[Start of section]

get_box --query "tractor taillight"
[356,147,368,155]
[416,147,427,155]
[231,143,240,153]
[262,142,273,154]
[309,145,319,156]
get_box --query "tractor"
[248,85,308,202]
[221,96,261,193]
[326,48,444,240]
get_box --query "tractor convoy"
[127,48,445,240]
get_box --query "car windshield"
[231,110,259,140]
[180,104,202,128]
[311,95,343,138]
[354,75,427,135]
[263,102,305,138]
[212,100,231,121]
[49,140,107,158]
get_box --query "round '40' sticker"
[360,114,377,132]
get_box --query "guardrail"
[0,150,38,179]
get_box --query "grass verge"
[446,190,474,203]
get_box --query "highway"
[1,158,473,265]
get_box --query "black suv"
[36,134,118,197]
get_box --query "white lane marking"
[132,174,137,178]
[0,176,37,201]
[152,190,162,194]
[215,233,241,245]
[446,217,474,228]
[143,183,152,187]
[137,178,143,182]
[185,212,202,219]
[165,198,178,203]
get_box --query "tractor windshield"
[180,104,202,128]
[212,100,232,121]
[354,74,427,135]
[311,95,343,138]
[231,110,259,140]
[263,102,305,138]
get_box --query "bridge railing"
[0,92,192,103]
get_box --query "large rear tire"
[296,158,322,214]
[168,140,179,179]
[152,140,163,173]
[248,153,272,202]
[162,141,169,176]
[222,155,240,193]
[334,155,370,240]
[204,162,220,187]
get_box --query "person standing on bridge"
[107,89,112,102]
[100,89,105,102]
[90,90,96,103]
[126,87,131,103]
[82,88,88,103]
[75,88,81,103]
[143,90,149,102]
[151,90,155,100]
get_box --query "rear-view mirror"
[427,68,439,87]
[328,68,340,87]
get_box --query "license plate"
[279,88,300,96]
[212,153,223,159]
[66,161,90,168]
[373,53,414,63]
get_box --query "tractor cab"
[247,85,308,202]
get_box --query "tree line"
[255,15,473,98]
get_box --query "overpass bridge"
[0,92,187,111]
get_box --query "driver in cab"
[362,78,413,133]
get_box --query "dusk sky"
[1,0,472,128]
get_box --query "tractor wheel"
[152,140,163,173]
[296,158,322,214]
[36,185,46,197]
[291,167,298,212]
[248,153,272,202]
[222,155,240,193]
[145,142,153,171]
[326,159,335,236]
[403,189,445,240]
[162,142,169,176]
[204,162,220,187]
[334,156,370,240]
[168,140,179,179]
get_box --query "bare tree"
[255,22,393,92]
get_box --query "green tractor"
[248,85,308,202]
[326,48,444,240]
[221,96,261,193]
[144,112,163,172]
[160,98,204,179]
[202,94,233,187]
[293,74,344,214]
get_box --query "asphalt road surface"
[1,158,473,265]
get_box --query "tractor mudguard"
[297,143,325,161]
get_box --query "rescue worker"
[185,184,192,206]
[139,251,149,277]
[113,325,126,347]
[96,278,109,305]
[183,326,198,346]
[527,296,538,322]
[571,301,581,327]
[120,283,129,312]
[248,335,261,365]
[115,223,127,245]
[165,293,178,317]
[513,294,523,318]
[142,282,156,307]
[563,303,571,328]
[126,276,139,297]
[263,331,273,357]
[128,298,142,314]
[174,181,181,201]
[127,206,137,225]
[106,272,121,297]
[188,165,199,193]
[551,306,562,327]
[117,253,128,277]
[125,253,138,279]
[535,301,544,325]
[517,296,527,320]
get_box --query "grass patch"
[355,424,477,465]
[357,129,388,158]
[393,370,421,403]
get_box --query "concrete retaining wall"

[End of section]

## Problem to solve
Copy the whole listing once more, exactly.

## Result for this task
get_box --query "tractor taillight"
[356,147,368,155]
[416,147,427,155]
[231,143,240,153]
[262,142,273,154]
[309,145,319,156]
get_box --query "tractor"
[248,85,308,202]
[221,96,261,193]
[326,48,444,240]
get_box --query "tractor convoy"
[127,48,445,240]
get_box --query "car windshield"
[231,110,259,140]
[180,104,202,128]
[311,95,343,138]
[354,75,427,135]
[263,102,305,138]
[212,100,231,121]
[49,140,107,158]
get_box --query "round '40' sticker"
[360,114,377,132]
get_box --query "guardrail"
[0,150,38,179]
get_box --query "grass verge"
[446,190,474,203]
get_box --query "highway"
[1,158,473,265]
get_box --query "black suv"
[36,134,118,197]
get_box --query "white lane marking"
[132,174,137,178]
[0,176,37,201]
[152,190,162,194]
[215,233,241,245]
[446,217,474,228]
[143,183,152,187]
[137,178,143,182]
[185,212,202,219]
[165,198,178,203]
get_box --query "tractor windshield"
[180,104,202,128]
[212,100,232,121]
[354,74,427,135]
[311,95,343,138]
[231,110,259,140]
[263,102,305,138]
get_box --query "bridge railing"
[0,92,192,103]
get_box --query "large rear tire"
[296,158,322,214]
[168,140,179,179]
[152,140,163,173]
[248,153,272,202]
[162,141,169,176]
[222,155,240,193]
[334,155,370,240]
[204,162,220,187]
get_box --query "person standing on bridge"
[107,89,112,102]
[100,89,105,102]
[90,90,96,103]
[126,87,131,103]
[82,88,88,103]
[75,88,81,103]
[143,90,149,102]
[151,90,155,100]
get_box --query "rear-view mirror"
[427,68,439,87]
[328,68,340,87]
get_box --query "license plate"
[279,88,300,96]
[212,153,223,159]
[66,161,90,168]
[373,53,414,63]
get_box --query "tractor cab"
[247,85,308,202]
get_box --query "tree line"
[255,15,473,98]
get_box --query "overpass bridge"
[0,92,187,111]
get_box --query "driver in cab"
[362,78,413,133]
get_box --query "dusk sky"
[1,0,472,128]
get_box --query "tractor wheel"
[152,140,163,173]
[296,158,322,214]
[36,185,46,197]
[291,167,298,212]
[248,153,272,202]
[222,155,240,193]
[145,142,153,171]
[326,159,335,236]
[403,189,445,240]
[162,142,169,176]
[204,162,220,187]
[334,156,370,240]
[168,140,179,179]
get_box --query "bare tree"
[255,22,393,92]
get_box --query "green tractor"
[248,85,308,202]
[326,48,444,240]
[221,96,261,193]
[144,112,163,172]
[160,98,204,179]
[202,94,233,187]
[293,74,344,214]
get_box --query "asphalt road surface"
[1,158,473,265]
get_box --query "tractor mudguard"
[297,143,325,161]
get_box --query "rescue worker"
[185,184,192,206]
[139,251,149,277]
[113,325,126,347]
[96,278,109,305]
[183,326,198,346]
[527,296,538,322]
[571,301,581,327]
[120,283,129,312]
[248,335,261,365]
[115,223,127,245]
[165,293,178,317]
[513,294,523,318]
[142,282,156,307]
[563,303,571,328]
[126,276,139,297]
[263,331,273,357]
[128,298,142,314]
[174,181,181,201]
[127,206,137,225]
[106,272,121,297]
[188,165,199,193]
[551,306,562,327]
[117,253,128,277]
[125,253,138,279]
[535,301,544,325]
[517,296,527,320]
get_box --query "grass patch"
[355,424,477,465]
[357,129,388,158]
[393,370,421,403]
get_box --query "concrete retaining wall"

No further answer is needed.